◆ Source document ◆

————

# Does a confidence interval have to be based on a normal distribution?

Announcements
#1
Let's imagine I have a function Trader(param), which takes a matrix of market data as a parameter, and then chooses whether to buy or sell. I feed it a bunch of historical data, and it spits out a series of numbers representing the value of each trade, sometimes making money, sometimes losing. These numbers belong to a dataset called Sample.

I have a hypothesis: giving real money to Trader() has a positive expected value. I want to find out if my dataset Sample is large enough to confirm this hypothesis according to some confidence interval Z, within a margin of error M. My required sample size is N. I'm led to believe that this is the appropriate formula:

N >= ((Z * σ) ÷ M)^2

Let's plug in an actual value for Z. I want to be 95% confident. 95% of the data points within a normal distribution are within 1.96 standard deviations of the mean, therefore Z == 1.96, for 95% confidence.

But does my null hypothesis necessarily conform to a normal distribution? If I calculated the value of every possible trade within my historical market data - that's to say buy on every day, and sell on every day in the future of the buying day, giving me a very large amount of potential trades - would *that* be my null hypothesis? And if so, would I then want to compute how many standard deviations from the mean 95% of these data points fall?
0
4 years ago
#2
(Original post by NingNong247)
Let's imagine I have a function Trader(param), which takes a matrix of market data as a parameter, and then chooses whether to buy or sell. I feed it a bunch of historical data, and it spits out a series of numbers representing the value of each trade, sometimes making money, sometimes losing. These numbers belong to a dataset called Sample.

I have a hypothesis: giving real money to Trader() has a positive expected value. I want to find out if my dataset Sample is large enough to confirm this hypothesis according to some confidence interval Z, within a margin of error M. My required sample size is N. I'm led to believe that this is the appropriate formula:

N >= ((Z * σ) ÷ M)^2

Let's plug in an actual value for Z. I want to be 95% confident. 95% of the data points within a normal distribution are within 1.96 standard deviations of the mean, therefore Z == 1.96, for 95% confidence.
So if I’m understanding you correctly, you have (a) a huge pile of historical data on all trades (i.e. buy and sell prices) made in a market over a period of time; (b) a function that looks at market prices on a particular day and which takes a decision as to whether to trade a (particular vector of?) market goods. You apply the function to the historical data and for each trade that it makes, it gives you the actual return (positive or negative) on each trade.

Your null hypothesis is that the future expected return for this function is positive (do you want the hypothesis to simply be that it is positive, or do you want to bound it away from zero?)

So, from a statistical point of view, in order to come to some conclusions about the return, we need to understand what the sampling distribution of the returns are assuming the null hypothesis to be true. I observe that your return is a sum of many returns, one from each trade – which immediately makes me think that the central limit theorem is going to come in useful. Provided that the probability distribution from each individual return is not too pathological (and this is something you’ll need to check) then the distribution of your return (being a sum of all those individual returns) will be normally distributed.

————

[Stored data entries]
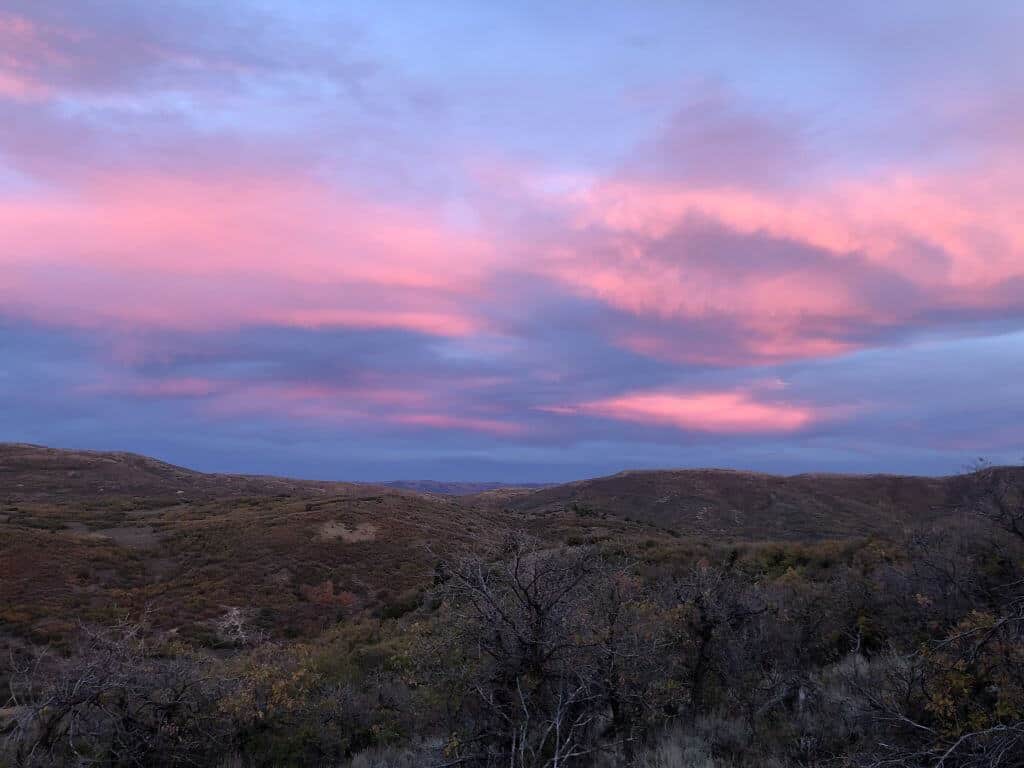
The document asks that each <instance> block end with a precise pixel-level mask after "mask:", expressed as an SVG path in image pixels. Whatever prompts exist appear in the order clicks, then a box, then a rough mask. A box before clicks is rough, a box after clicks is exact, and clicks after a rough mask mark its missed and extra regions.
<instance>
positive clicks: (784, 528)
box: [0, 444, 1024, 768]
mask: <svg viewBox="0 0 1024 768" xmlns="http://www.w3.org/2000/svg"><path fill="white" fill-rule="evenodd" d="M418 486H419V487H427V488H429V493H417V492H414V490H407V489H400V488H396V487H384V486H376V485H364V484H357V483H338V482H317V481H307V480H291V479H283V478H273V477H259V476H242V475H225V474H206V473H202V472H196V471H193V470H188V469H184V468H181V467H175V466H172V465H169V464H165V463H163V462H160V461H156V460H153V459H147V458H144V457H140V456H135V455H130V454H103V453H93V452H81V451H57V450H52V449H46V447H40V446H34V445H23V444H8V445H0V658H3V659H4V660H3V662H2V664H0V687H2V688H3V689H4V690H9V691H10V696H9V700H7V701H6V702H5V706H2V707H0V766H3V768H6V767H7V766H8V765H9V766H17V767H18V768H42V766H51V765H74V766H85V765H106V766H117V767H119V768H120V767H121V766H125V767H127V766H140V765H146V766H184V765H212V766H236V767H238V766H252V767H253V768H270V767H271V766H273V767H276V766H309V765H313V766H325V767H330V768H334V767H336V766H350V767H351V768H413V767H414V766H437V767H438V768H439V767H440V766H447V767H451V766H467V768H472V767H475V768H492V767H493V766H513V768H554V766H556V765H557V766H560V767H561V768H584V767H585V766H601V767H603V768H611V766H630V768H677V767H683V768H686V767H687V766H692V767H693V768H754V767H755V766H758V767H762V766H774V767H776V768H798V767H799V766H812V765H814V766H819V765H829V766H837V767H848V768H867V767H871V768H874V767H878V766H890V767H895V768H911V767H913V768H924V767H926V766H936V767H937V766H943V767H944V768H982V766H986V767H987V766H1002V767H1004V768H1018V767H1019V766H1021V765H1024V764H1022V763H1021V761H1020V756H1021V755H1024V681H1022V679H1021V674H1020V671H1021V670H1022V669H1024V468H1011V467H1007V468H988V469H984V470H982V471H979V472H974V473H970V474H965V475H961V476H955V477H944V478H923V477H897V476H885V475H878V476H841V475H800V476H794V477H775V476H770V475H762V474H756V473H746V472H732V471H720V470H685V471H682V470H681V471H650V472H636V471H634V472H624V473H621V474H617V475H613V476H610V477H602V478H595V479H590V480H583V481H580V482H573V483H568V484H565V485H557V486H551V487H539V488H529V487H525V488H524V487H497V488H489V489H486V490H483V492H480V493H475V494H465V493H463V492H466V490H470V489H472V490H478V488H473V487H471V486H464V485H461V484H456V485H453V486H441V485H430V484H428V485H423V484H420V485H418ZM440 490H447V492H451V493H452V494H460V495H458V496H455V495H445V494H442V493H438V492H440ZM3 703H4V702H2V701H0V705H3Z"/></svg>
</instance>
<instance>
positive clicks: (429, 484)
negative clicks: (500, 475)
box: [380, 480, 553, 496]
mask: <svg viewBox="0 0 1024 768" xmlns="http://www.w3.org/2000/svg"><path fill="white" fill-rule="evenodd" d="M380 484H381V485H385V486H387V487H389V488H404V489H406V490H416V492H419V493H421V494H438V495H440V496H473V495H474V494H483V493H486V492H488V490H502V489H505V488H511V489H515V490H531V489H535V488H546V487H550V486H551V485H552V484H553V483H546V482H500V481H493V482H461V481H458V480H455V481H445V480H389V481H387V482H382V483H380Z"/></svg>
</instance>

————

Reproduce the confidence interval thread word for word from "So if I’m understanding" to "away from zero?)".

◆ Response to this task ◆
So if I’m understanding you correctly, you have (a) a huge pile of historical data on all trades (i.e. buy and sell prices) made in a market over a period of time; (b) a function that looks at market prices on a particular day and which takes a decision as to whether to trade a (particular vector of?) market goods. You apply the function to the historical data and for each trade that it makes, it gives you the actual return (positive or negative) on each trade.

Your null hypothesis is that the future expected return for this function is positive (do you want the hypothesis to simply be that it is positive, or do you want to bound it away from zero?)